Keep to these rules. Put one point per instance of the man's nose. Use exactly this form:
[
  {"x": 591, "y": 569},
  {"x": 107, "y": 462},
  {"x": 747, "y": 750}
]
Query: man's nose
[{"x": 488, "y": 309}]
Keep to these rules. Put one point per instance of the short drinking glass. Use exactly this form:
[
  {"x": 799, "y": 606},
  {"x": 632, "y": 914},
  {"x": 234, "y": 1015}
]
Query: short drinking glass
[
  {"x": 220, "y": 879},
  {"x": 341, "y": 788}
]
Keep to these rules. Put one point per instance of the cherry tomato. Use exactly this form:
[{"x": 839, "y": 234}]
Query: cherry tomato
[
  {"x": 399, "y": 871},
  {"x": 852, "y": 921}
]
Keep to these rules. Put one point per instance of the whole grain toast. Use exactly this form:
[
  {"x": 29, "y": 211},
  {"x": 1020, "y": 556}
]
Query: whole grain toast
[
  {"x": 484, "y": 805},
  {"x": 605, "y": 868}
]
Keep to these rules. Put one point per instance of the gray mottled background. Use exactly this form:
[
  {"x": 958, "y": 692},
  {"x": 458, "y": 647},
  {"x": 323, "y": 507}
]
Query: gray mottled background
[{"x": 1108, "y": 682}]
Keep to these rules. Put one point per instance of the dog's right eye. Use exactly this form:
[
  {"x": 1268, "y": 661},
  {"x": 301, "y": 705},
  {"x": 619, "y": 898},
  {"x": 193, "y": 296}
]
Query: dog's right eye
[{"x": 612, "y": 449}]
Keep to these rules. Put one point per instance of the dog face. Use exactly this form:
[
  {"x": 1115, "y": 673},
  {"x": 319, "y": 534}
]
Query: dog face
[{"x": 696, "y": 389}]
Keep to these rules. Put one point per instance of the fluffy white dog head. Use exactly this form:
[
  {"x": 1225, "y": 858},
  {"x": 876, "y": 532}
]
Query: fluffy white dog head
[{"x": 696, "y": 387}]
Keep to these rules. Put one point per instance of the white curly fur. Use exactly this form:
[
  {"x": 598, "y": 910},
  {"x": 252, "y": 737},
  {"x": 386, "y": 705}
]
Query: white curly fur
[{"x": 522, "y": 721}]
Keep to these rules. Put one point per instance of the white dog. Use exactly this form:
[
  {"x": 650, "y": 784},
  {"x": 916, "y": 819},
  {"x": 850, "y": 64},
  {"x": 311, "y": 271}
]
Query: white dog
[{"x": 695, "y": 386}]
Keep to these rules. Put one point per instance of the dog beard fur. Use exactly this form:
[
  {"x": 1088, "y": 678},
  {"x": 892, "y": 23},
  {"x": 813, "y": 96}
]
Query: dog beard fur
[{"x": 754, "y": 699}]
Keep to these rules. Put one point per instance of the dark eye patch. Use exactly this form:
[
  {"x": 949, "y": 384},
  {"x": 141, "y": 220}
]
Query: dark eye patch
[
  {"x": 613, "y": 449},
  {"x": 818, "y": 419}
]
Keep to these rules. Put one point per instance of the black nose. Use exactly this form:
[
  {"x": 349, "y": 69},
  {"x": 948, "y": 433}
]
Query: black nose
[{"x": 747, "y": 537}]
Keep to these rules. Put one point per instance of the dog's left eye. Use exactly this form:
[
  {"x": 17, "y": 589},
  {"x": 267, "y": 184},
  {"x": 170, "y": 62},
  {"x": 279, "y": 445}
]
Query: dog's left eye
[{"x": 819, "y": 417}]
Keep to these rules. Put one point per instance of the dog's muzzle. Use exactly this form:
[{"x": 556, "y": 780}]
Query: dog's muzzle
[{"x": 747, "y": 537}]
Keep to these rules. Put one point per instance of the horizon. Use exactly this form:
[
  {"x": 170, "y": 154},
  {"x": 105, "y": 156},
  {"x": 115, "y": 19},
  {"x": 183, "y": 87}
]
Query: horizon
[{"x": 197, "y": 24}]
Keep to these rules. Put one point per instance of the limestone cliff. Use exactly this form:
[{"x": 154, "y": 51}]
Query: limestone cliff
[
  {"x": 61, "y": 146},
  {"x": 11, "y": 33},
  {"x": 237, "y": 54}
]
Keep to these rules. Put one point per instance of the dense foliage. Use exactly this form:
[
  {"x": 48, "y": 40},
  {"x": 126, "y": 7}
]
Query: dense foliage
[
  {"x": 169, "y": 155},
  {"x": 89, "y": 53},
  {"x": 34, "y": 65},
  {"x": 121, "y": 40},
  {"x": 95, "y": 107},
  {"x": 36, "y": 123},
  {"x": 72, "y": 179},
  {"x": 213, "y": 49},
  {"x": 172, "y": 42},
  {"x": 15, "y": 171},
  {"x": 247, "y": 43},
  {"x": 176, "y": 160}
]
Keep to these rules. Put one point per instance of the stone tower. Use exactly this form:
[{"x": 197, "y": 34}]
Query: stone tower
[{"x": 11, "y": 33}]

- - - - - - -

**Set exercise**
Format the records from the line containing "the dog's left" through the end as a Markdown table with the columns Row and Line. Give each non-blank line its own numbered row.

**Correct response**
| Row | Line |
|---|---|
| 1 | Keep to these rules. Put one point per instance of the dog's left eye. Use exactly this form: |
| 2 | [ |
| 3 |   {"x": 17, "y": 589}, |
| 4 |   {"x": 267, "y": 184}, |
| 5 |   {"x": 170, "y": 62}, |
| 6 |   {"x": 279, "y": 445} |
| 7 | ] |
| 8 | Query: dog's left eye |
| 9 | [{"x": 819, "y": 417}] |
| 10 | Keep to these rules. Put one point per instance of the dog's muzzle. Use exactly this form: |
| 11 | [{"x": 556, "y": 780}] |
| 12 | Query: dog's muzzle |
| 13 | [{"x": 747, "y": 537}] |
| 14 | Keep to these rules. Put one point per instance of the horizon. Use exactly this form: |
| 15 | [ |
| 16 |   {"x": 170, "y": 154}, |
| 17 |   {"x": 105, "y": 156}, |
| 18 |   {"x": 115, "y": 19}, |
| 19 |   {"x": 183, "y": 87} |
| 20 | ] |
| 21 | Query: horizon |
| 22 | [{"x": 197, "y": 24}] |
| 23 | Keep to these rules. Put one point per instance of the limestone cliff. Use exactly this form: |
| 24 | [{"x": 154, "y": 51}] |
| 25 | Query: limestone cliff |
| 26 | [ |
| 27 |   {"x": 61, "y": 146}, |
| 28 |   {"x": 11, "y": 33}, |
| 29 |   {"x": 237, "y": 54} |
| 30 | ] |
| 31 | Keep to these rules. Put one point per instance of the dense foliage. Use exactly this form: |
| 32 | [ |
| 33 |   {"x": 48, "y": 40}, |
| 34 |   {"x": 126, "y": 7} |
| 35 | ] |
| 36 | Query: dense foliage |
| 37 | [ |
| 38 |   {"x": 169, "y": 155}, |
| 39 |   {"x": 89, "y": 53}, |
| 40 |   {"x": 34, "y": 65}, |
| 41 |   {"x": 121, "y": 40}, |
| 42 |   {"x": 95, "y": 107}, |
| 43 |   {"x": 36, "y": 123}, |
| 44 |   {"x": 72, "y": 179}, |
| 45 |   {"x": 213, "y": 49}, |
| 46 |   {"x": 172, "y": 42}, |
| 47 |   {"x": 15, "y": 171}, |
| 48 |   {"x": 247, "y": 43}, |
| 49 |   {"x": 176, "y": 160} |
| 50 | ] |
| 51 | Keep to these rules. Put one point per instance of the stone tower. Use exactly this form: |
| 52 | [{"x": 197, "y": 34}] |
| 53 | Query: stone tower |
| 54 | [{"x": 11, "y": 33}] |